Aim: Copy the data below verbatim, line for line.

──────

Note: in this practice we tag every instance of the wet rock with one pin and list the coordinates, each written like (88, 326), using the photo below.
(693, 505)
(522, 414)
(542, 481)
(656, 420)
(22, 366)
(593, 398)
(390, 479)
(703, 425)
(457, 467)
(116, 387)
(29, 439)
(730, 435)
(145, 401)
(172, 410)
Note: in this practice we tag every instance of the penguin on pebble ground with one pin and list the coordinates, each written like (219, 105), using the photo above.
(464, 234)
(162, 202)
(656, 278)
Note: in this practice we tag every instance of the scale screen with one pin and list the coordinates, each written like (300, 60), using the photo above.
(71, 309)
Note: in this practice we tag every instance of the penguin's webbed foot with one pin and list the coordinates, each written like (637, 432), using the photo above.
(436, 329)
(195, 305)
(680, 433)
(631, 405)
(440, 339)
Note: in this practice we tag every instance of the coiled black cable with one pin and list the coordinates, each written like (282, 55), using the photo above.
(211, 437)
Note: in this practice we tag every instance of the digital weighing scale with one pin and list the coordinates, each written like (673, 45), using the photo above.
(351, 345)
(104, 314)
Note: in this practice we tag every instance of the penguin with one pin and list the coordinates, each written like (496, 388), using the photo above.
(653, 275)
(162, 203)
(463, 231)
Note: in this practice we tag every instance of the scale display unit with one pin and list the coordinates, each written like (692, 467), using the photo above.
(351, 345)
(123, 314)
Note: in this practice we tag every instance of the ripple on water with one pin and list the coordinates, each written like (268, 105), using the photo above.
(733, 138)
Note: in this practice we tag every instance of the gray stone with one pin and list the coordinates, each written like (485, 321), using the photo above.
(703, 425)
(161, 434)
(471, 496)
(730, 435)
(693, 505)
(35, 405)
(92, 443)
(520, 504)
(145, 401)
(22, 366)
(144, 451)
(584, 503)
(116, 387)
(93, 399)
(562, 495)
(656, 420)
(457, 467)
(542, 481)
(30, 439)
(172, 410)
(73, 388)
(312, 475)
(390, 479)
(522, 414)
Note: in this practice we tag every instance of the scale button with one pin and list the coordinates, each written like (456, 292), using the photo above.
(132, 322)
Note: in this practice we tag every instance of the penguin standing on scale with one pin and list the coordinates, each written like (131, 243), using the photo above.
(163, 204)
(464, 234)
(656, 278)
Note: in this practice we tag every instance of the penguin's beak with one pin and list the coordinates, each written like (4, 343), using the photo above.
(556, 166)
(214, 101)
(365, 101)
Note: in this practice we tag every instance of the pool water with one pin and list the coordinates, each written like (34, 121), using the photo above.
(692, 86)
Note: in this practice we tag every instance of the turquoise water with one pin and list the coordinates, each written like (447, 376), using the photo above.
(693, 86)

──────

Response:
Note: in this practice we tag every instance of the wet rock with one pin and list the coordinates, each written like (88, 326), using the photo below.
(693, 505)
(522, 414)
(542, 481)
(656, 420)
(22, 366)
(593, 398)
(390, 479)
(703, 425)
(457, 467)
(116, 387)
(29, 439)
(730, 435)
(145, 401)
(172, 410)
Note: in this practice we tag every instance of the penguin on pebble ground with one pin and list the coordinates, each written like (219, 105), using the photo above.
(464, 234)
(162, 202)
(656, 278)
Note: in this practice we tag every instance of the scale screen with one pin and list the coordinates, each written like (300, 60), using the photo above.
(71, 309)
Note: in this practice we tag every instance of the penguin's webbed foot with one pin and list the coordinates, each written like (637, 432), using the photo above.
(436, 329)
(195, 305)
(680, 433)
(631, 405)
(440, 339)
Note: in this practice we tag every instance of the coiled black cable with one pin and list the coordinates, each written like (282, 55), using the photo above.
(211, 437)
Note: in this practice we tag every instance of the digital weighing scale with one pin and list the coordinates, each written like (673, 45), using the photo above.
(351, 345)
(104, 314)
Note: in this practice we tag every instance of the penguin with one pin and list the coordinates, each written like (496, 388), using the photo above.
(653, 275)
(162, 203)
(463, 231)
Note: in this practice we tag every instance of the scale display unit with one pin and list the coordinates, each written like (692, 467), using the photo above.
(351, 345)
(123, 314)
Note: in this practice we tag every instance of the ripple on water with one pin and list the coordinates, each written like (268, 105), using the photo above.
(733, 138)
Note: in this practice we tag every instance of the gray stone with one pin and list the coordinates, each written like (485, 321), using the photo above.
(703, 425)
(161, 434)
(471, 496)
(730, 435)
(693, 505)
(35, 405)
(92, 443)
(520, 504)
(145, 401)
(22, 366)
(144, 451)
(584, 503)
(116, 387)
(93, 399)
(562, 495)
(656, 420)
(457, 467)
(542, 481)
(30, 439)
(172, 410)
(73, 388)
(312, 475)
(390, 479)
(522, 414)
Note: in this practice we tag every instance of the scale button with one pin and list the coordinates, each written like (456, 292), using the photo above.
(132, 322)
Note: in this practice we tag every instance of the penguin standing on scale with one pin and list the coordinates, each written like (131, 243), using the photo above.
(163, 204)
(464, 234)
(656, 278)
Note: in this practice we tag every instance of the penguin's beak with one pin and list the coordinates, each written like (4, 343), using the photo above.
(556, 166)
(214, 101)
(365, 101)
Note: in this practice we tag every instance of the pool water with one pin and list the coordinates, each written like (34, 121), using the photo above.
(692, 86)
Note: in this practice we tag every instance of the turquoise water with one pin and list the coordinates, each written like (447, 376), using the photo above.
(693, 86)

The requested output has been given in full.